▸ **WRITTEN INSTRUCTION**
Format these rows as a two-column CSV with the headers "prompt" and "points", one line per row. Put each row's text and its answer in a single quoted field, replacing any line breaks with spaces.

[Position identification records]
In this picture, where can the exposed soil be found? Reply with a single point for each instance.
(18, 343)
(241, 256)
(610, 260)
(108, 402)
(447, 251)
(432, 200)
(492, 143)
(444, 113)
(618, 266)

▸ **RESULT**
prompt,points
"In this picture, where can the exposed soil be found? Reply with a single point for each instance.","(18, 343) (241, 256) (610, 260) (108, 402) (447, 251) (432, 200) (492, 143) (444, 113) (618, 266)"